Start of Recorded information
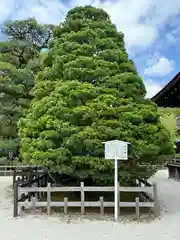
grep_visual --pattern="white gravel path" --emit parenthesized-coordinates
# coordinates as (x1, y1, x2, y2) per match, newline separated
(0, 170, 180, 240)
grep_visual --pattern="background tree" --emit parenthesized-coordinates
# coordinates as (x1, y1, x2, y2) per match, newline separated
(0, 19, 52, 163)
(19, 6, 174, 185)
(159, 107, 180, 151)
(0, 62, 30, 162)
(0, 18, 53, 68)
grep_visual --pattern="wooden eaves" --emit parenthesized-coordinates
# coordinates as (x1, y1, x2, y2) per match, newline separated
(151, 72, 180, 102)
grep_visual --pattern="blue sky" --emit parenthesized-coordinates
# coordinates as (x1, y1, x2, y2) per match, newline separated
(0, 0, 180, 98)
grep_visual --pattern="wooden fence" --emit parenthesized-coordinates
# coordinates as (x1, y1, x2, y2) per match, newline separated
(0, 165, 13, 176)
(14, 180, 160, 219)
(0, 163, 167, 177)
(0, 165, 43, 176)
(167, 162, 180, 180)
(0, 165, 44, 189)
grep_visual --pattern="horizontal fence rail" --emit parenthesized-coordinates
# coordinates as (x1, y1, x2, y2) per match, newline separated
(0, 163, 167, 177)
(14, 181, 160, 219)
(18, 186, 153, 193)
(0, 165, 44, 176)
(0, 163, 168, 176)
(18, 201, 154, 208)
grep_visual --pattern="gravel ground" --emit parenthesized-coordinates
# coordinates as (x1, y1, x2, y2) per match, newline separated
(0, 170, 180, 240)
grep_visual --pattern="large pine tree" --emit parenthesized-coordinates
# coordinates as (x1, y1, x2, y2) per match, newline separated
(19, 6, 173, 185)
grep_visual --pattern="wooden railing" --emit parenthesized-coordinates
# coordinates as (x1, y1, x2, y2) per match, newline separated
(14, 181, 160, 219)
(167, 162, 180, 180)
(0, 165, 43, 176)
(0, 165, 13, 176)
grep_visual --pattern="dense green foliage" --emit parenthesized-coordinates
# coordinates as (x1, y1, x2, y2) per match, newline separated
(159, 107, 180, 148)
(19, 6, 174, 185)
(0, 19, 52, 163)
(0, 62, 33, 159)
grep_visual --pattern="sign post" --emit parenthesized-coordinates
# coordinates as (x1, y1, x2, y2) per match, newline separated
(114, 157, 118, 220)
(103, 140, 129, 221)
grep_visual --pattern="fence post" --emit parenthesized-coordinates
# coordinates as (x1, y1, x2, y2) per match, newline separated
(64, 197, 68, 214)
(13, 182, 18, 217)
(175, 167, 179, 180)
(167, 167, 170, 178)
(32, 197, 36, 214)
(81, 182, 85, 214)
(47, 182, 51, 215)
(135, 197, 140, 219)
(22, 172, 25, 182)
(42, 175, 45, 197)
(28, 170, 33, 201)
(13, 169, 16, 189)
(118, 183, 120, 218)
(37, 177, 40, 199)
(153, 183, 160, 217)
(4, 165, 7, 176)
(100, 197, 104, 215)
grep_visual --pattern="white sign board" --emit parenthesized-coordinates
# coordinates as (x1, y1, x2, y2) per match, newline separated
(103, 140, 130, 220)
(104, 140, 129, 160)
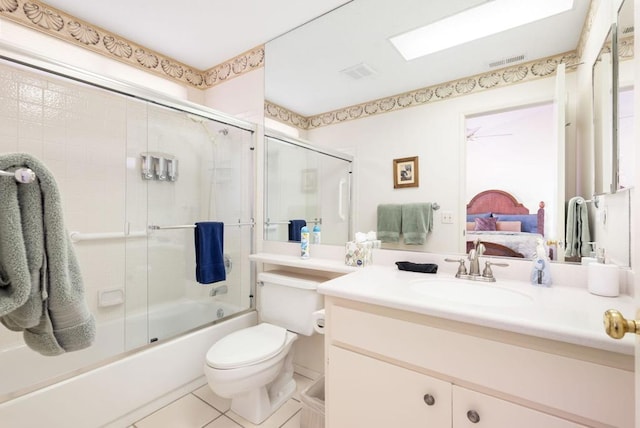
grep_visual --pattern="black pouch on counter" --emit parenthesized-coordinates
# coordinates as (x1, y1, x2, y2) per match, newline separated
(395, 261, 438, 273)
End of Recorded information
▶ [Work item] Except for pictures, copy the records above exactly.

▶ [Response to the task]
grep_visual --pattern="white gravel path" --emit parenthesized-coordinates
# coordinates as (x1, y1, x2, y2) per match, newline separated
(0, 170, 180, 240)
grep_visual --pattern="background tree" --emit parenthesized-coordinates
# coordinates as (x1, y1, x2, y2) per match, newline separated
(0, 19, 52, 163)
(19, 6, 174, 185)
(159, 107, 180, 151)
(0, 62, 30, 162)
(0, 18, 53, 68)
grep_visual --pattern="wooden eaves" --emit parenthesized-coordinates
# coordinates as (x1, y1, x2, y2) per match, newline separated
(151, 72, 180, 102)
grep_visual --pattern="blue sky" --emit parenthesized-coordinates
# coordinates as (x1, y1, x2, y2) per match, newline separated
(0, 0, 180, 98)
grep_visual --pattern="wooden fence" --emit parenthesized-coordinates
# coordinates as (x1, y1, x2, y2) per match, newline separated
(0, 165, 13, 176)
(14, 180, 160, 219)
(0, 163, 167, 177)
(0, 165, 43, 176)
(167, 162, 180, 180)
(0, 165, 44, 189)
grep_visual --pattern="horizontal fence rail" --emit parenthesized-coordinates
# coordinates as (x1, y1, x2, y2) per match, newline separated
(0, 163, 167, 177)
(14, 181, 160, 219)
(18, 186, 153, 193)
(0, 165, 44, 176)
(0, 163, 168, 176)
(18, 201, 154, 208)
grep_visual --pattern="gravel ground" --emit parenthesized-coordinates
# coordinates as (x1, y1, x2, y2) per match, newline separated
(0, 170, 180, 240)
grep_visual --pattern="large pine tree" --emit parenthesized-coordinates
# coordinates as (x1, y1, x2, y2) per match, newline separated
(19, 6, 173, 185)
grep_visual --pattern="wooden railing" --emit parenthesized-coordinates
# coordinates as (x1, y1, x2, y2) per match, newline separated
(14, 181, 160, 219)
(167, 162, 180, 180)
(0, 165, 43, 176)
(0, 165, 13, 176)
grep_visual --pattern="dense green foliage" --emit parenthesized-coordinates
# coordinates as (x1, y1, x2, y2) per match, newline separated
(159, 107, 180, 148)
(19, 6, 174, 185)
(0, 19, 52, 163)
(0, 62, 33, 159)
grep_visual --pattern="sign post" --emit parenthesized-coordinates
# coordinates as (x1, y1, x2, y2) per match, newline separated
(114, 157, 118, 220)
(103, 140, 129, 221)
grep_visual --pattern="fence post" --emit parenthesized-coordinates
# coordinates as (x1, y1, x2, y2) per match, newline separated
(64, 197, 68, 214)
(13, 182, 18, 217)
(175, 167, 179, 180)
(167, 167, 170, 178)
(32, 197, 36, 214)
(81, 182, 85, 214)
(47, 182, 51, 215)
(135, 197, 140, 219)
(22, 172, 25, 182)
(42, 175, 45, 197)
(28, 170, 33, 201)
(13, 169, 16, 189)
(118, 183, 120, 218)
(37, 177, 40, 199)
(153, 183, 160, 217)
(4, 165, 7, 176)
(100, 197, 104, 215)
grep_visual --pattern="white sign board" --emit parenthesized-coordinates
# coordinates as (x1, y1, x2, y2) per match, newline separated
(103, 140, 130, 220)
(104, 140, 129, 160)
grep_visual --pattern="black pouch on counter" --emit parenthesized-coordinates
# coordinates as (x1, y1, x2, y2) per match, newline separated
(395, 261, 438, 273)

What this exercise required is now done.